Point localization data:
★ ★ ★ ★ ★ ★ ★
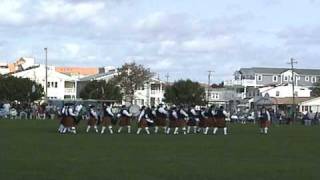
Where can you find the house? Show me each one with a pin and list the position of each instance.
(222, 96)
(248, 79)
(59, 86)
(151, 93)
(310, 105)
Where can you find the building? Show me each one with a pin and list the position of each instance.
(310, 105)
(151, 93)
(78, 71)
(4, 68)
(60, 86)
(247, 80)
(222, 96)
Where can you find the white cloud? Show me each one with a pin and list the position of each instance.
(11, 12)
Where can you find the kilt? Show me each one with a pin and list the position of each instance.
(68, 121)
(143, 123)
(106, 121)
(192, 122)
(124, 121)
(160, 121)
(92, 121)
(220, 122)
(264, 123)
(202, 122)
(181, 123)
(173, 123)
(208, 122)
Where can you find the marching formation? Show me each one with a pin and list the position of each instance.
(162, 119)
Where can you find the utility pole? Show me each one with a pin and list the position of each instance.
(293, 115)
(209, 82)
(167, 78)
(46, 64)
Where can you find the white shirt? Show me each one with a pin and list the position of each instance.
(142, 113)
(108, 109)
(268, 115)
(93, 113)
(70, 112)
(125, 112)
(183, 113)
(174, 114)
(193, 112)
(162, 110)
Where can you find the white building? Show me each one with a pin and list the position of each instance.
(60, 86)
(310, 105)
(4, 69)
(152, 93)
(285, 91)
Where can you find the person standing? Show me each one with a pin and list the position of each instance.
(93, 119)
(125, 117)
(264, 117)
(107, 118)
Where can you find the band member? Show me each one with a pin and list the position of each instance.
(93, 119)
(264, 117)
(220, 120)
(182, 121)
(62, 114)
(210, 120)
(107, 118)
(173, 119)
(203, 119)
(193, 119)
(125, 117)
(161, 118)
(68, 119)
(143, 120)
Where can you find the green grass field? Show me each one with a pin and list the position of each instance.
(32, 149)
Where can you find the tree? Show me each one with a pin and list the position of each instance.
(20, 89)
(130, 76)
(315, 90)
(101, 90)
(185, 92)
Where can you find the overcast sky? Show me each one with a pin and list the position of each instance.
(184, 38)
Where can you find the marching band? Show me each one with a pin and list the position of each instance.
(174, 119)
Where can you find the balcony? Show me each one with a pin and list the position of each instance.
(69, 91)
(242, 82)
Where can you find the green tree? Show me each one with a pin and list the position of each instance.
(20, 89)
(315, 90)
(101, 90)
(130, 76)
(185, 92)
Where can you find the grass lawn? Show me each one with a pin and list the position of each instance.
(32, 149)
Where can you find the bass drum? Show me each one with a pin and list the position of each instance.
(134, 110)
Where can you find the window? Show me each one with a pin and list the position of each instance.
(306, 78)
(275, 78)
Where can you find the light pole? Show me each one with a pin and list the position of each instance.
(209, 82)
(293, 115)
(46, 81)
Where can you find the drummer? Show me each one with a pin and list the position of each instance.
(125, 117)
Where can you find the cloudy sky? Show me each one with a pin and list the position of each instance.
(184, 38)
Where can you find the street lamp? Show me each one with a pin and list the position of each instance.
(46, 81)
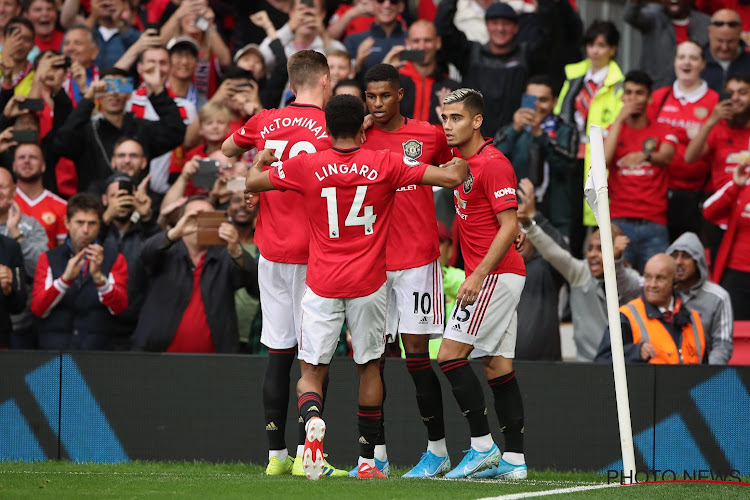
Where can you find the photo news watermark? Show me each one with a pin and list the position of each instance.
(653, 475)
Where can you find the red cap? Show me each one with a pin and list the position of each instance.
(444, 234)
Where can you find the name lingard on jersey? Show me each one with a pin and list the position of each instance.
(308, 123)
(343, 168)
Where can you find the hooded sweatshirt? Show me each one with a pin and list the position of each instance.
(710, 300)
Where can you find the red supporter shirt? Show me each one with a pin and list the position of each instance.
(489, 190)
(413, 237)
(640, 192)
(727, 147)
(686, 114)
(49, 209)
(193, 333)
(348, 196)
(282, 232)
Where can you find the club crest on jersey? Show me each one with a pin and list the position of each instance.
(412, 149)
(468, 183)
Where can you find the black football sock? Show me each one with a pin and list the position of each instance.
(369, 419)
(429, 396)
(380, 438)
(509, 408)
(276, 395)
(468, 393)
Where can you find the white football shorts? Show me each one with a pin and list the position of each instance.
(416, 302)
(323, 318)
(490, 323)
(281, 289)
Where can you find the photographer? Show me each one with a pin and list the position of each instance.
(189, 305)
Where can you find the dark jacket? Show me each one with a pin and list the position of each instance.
(170, 274)
(129, 244)
(10, 256)
(89, 142)
(715, 75)
(529, 154)
(500, 78)
(78, 315)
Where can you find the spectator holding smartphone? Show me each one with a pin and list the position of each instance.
(89, 141)
(542, 146)
(127, 223)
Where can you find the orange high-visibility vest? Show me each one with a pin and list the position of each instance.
(652, 330)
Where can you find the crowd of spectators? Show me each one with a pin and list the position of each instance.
(114, 113)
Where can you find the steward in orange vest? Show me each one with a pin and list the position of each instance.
(643, 322)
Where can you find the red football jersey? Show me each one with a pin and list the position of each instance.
(413, 237)
(640, 192)
(348, 196)
(282, 233)
(686, 116)
(727, 148)
(489, 190)
(49, 209)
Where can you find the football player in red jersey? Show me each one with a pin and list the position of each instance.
(483, 322)
(415, 280)
(348, 197)
(282, 235)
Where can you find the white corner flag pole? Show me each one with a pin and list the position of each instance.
(598, 198)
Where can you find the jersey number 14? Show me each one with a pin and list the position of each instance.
(367, 219)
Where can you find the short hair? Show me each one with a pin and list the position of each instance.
(472, 99)
(305, 68)
(639, 77)
(344, 116)
(83, 202)
(15, 21)
(127, 138)
(211, 109)
(83, 27)
(605, 28)
(114, 72)
(338, 53)
(739, 77)
(383, 73)
(542, 79)
(26, 4)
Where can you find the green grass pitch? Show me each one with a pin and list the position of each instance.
(61, 480)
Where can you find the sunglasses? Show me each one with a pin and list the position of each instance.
(731, 24)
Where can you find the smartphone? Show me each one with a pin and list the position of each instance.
(65, 65)
(24, 136)
(528, 102)
(127, 186)
(201, 23)
(119, 84)
(208, 169)
(412, 55)
(32, 104)
(208, 227)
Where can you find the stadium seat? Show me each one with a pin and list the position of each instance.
(741, 354)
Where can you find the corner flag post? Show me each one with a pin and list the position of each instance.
(597, 196)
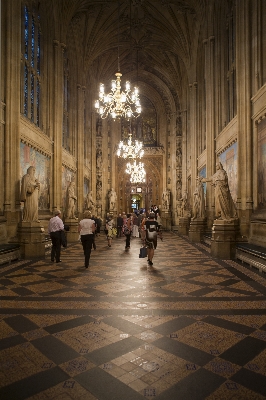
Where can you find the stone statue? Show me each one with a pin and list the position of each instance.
(90, 203)
(178, 158)
(224, 205)
(112, 200)
(30, 195)
(198, 210)
(99, 160)
(166, 199)
(183, 204)
(71, 200)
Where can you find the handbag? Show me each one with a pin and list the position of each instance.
(143, 252)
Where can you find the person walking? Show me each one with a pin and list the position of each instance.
(119, 225)
(94, 234)
(86, 230)
(127, 230)
(55, 229)
(151, 228)
(110, 231)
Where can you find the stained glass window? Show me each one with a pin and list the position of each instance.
(31, 42)
(25, 108)
(26, 32)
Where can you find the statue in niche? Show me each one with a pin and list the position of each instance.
(198, 210)
(112, 200)
(224, 205)
(99, 160)
(178, 158)
(30, 187)
(71, 200)
(166, 199)
(98, 189)
(99, 127)
(178, 189)
(183, 204)
(90, 203)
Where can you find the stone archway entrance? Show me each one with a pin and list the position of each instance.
(145, 194)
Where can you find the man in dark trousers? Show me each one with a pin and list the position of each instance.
(151, 228)
(119, 225)
(55, 229)
(95, 219)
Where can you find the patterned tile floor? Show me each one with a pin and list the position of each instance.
(190, 327)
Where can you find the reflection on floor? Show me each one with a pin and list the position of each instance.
(190, 327)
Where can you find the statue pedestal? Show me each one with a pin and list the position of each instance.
(73, 233)
(224, 238)
(183, 226)
(31, 237)
(197, 229)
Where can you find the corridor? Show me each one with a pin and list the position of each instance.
(191, 327)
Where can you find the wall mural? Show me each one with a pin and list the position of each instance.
(262, 163)
(229, 160)
(31, 157)
(67, 177)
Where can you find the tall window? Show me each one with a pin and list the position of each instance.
(31, 54)
(65, 139)
(231, 65)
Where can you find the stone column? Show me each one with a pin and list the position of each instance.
(12, 13)
(80, 150)
(210, 126)
(194, 136)
(58, 124)
(245, 145)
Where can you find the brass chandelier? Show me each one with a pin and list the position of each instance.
(137, 172)
(118, 103)
(130, 149)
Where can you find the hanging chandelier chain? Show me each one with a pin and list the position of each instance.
(137, 172)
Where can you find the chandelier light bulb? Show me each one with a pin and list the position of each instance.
(137, 172)
(130, 149)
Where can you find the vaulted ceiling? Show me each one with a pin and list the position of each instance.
(153, 42)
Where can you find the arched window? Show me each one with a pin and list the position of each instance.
(231, 65)
(31, 66)
(65, 138)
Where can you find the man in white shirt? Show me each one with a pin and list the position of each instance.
(55, 229)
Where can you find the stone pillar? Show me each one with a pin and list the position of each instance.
(245, 144)
(80, 151)
(194, 136)
(196, 229)
(224, 238)
(31, 238)
(11, 11)
(210, 126)
(57, 123)
(183, 226)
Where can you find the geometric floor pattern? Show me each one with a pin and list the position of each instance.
(190, 327)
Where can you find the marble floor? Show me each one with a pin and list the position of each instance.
(190, 327)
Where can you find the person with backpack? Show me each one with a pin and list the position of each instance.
(151, 228)
(127, 230)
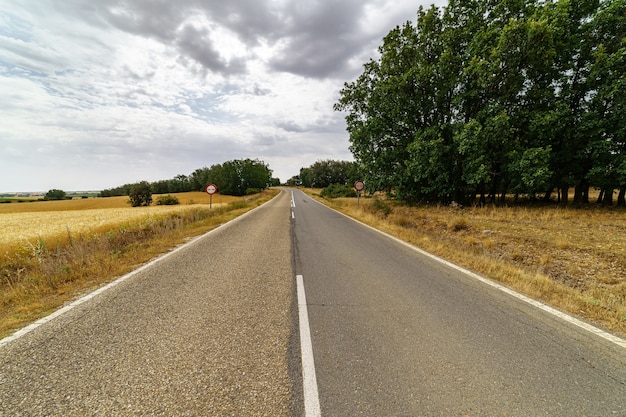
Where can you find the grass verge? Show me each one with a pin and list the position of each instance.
(40, 275)
(571, 258)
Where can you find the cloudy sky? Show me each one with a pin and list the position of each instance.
(96, 94)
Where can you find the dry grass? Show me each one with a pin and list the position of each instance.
(51, 256)
(573, 259)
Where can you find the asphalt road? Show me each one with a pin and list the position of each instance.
(395, 333)
(211, 330)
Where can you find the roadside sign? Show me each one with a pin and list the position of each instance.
(359, 186)
(211, 189)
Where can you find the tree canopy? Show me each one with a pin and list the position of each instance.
(487, 98)
(324, 173)
(236, 177)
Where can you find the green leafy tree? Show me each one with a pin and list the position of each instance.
(236, 177)
(140, 194)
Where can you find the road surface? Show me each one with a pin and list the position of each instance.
(203, 332)
(395, 333)
(213, 330)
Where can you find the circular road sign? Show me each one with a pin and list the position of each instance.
(211, 189)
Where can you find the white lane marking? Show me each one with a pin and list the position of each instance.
(121, 279)
(551, 310)
(309, 380)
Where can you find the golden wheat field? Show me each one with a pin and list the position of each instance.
(21, 223)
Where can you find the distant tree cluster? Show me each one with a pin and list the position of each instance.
(236, 177)
(493, 97)
(55, 194)
(324, 173)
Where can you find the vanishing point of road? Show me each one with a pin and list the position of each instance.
(296, 310)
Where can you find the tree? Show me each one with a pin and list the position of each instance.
(140, 194)
(237, 177)
(495, 96)
(55, 194)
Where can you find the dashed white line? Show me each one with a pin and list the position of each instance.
(309, 380)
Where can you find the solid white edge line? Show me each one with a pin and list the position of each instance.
(21, 332)
(309, 379)
(551, 310)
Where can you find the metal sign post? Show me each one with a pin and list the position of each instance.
(359, 186)
(211, 189)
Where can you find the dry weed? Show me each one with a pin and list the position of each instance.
(572, 258)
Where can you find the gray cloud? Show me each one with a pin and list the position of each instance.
(148, 89)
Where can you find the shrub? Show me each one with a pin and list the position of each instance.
(380, 206)
(167, 200)
(140, 194)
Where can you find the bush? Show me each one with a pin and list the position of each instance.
(380, 206)
(338, 190)
(167, 200)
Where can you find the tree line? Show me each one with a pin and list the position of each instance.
(236, 177)
(324, 173)
(487, 98)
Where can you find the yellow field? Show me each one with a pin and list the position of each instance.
(25, 222)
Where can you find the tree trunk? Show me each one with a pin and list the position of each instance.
(564, 195)
(608, 198)
(581, 192)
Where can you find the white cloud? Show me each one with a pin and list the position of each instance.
(101, 93)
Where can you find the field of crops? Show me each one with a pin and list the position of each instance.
(53, 251)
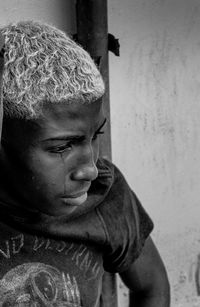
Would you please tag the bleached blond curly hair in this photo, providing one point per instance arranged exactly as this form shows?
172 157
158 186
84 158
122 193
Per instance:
42 64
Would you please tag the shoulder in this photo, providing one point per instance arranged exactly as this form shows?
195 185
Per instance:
126 222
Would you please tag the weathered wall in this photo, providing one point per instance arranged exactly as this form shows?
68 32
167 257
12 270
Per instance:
155 109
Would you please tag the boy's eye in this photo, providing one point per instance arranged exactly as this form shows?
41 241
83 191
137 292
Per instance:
97 134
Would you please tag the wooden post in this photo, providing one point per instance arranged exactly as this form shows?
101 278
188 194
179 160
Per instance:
92 35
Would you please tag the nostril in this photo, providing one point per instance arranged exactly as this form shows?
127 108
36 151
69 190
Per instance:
87 173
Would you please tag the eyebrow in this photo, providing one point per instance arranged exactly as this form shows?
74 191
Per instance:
74 137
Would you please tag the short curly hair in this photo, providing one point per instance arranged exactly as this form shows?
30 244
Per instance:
43 64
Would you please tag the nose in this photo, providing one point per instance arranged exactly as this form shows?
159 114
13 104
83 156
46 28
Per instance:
86 169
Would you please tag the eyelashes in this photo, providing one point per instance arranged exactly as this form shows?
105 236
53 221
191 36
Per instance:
68 145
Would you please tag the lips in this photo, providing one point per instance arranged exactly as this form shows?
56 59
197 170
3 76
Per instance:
75 200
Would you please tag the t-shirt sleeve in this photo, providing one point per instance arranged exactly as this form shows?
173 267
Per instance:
126 223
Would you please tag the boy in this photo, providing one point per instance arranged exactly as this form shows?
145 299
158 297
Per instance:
66 214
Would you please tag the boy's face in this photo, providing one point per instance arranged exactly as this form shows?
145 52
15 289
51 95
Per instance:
57 154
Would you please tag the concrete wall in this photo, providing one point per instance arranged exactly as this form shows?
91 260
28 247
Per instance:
155 111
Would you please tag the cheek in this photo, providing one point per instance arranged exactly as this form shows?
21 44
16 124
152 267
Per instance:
47 171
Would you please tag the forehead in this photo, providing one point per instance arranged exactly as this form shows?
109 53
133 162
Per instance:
56 120
71 116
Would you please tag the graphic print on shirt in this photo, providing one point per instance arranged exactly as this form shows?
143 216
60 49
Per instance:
38 285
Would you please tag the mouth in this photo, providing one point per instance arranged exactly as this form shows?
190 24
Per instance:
75 200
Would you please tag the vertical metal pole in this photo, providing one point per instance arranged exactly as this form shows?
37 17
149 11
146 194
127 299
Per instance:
92 35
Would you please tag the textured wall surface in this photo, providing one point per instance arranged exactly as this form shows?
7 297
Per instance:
155 108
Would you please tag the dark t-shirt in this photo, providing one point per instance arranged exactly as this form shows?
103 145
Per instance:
59 261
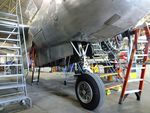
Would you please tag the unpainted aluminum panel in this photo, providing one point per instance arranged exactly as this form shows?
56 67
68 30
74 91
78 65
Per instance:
63 20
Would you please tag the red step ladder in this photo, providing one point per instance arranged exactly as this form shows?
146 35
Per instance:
138 91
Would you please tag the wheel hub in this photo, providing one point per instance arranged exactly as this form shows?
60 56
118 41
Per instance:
85 92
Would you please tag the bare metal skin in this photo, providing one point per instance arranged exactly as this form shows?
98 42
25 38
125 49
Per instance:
59 21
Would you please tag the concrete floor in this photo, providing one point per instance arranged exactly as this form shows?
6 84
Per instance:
51 96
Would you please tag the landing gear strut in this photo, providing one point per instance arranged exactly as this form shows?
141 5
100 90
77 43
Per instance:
89 88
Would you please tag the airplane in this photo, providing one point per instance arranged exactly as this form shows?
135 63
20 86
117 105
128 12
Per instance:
61 31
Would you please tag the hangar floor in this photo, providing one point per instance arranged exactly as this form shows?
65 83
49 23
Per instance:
51 96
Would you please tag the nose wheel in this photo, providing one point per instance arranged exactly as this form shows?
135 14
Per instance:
90 91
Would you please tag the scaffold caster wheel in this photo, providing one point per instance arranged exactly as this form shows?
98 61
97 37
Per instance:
90 91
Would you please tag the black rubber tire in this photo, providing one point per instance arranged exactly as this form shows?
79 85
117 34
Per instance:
97 88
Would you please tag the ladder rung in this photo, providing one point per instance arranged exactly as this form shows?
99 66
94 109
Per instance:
135 80
11 86
13 75
131 91
12 99
108 74
99 54
7 19
8 14
9 32
9 47
10 55
5 39
134 68
10 65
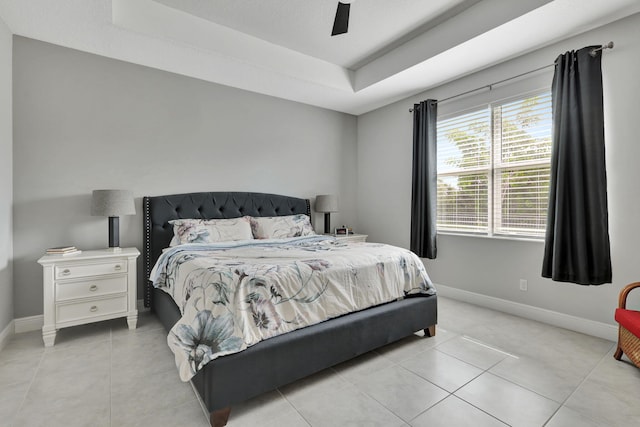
★ ★ ★ ★ ★ ★ ★
Say how many lines of the records contain the word "concrete", and give no other output.

2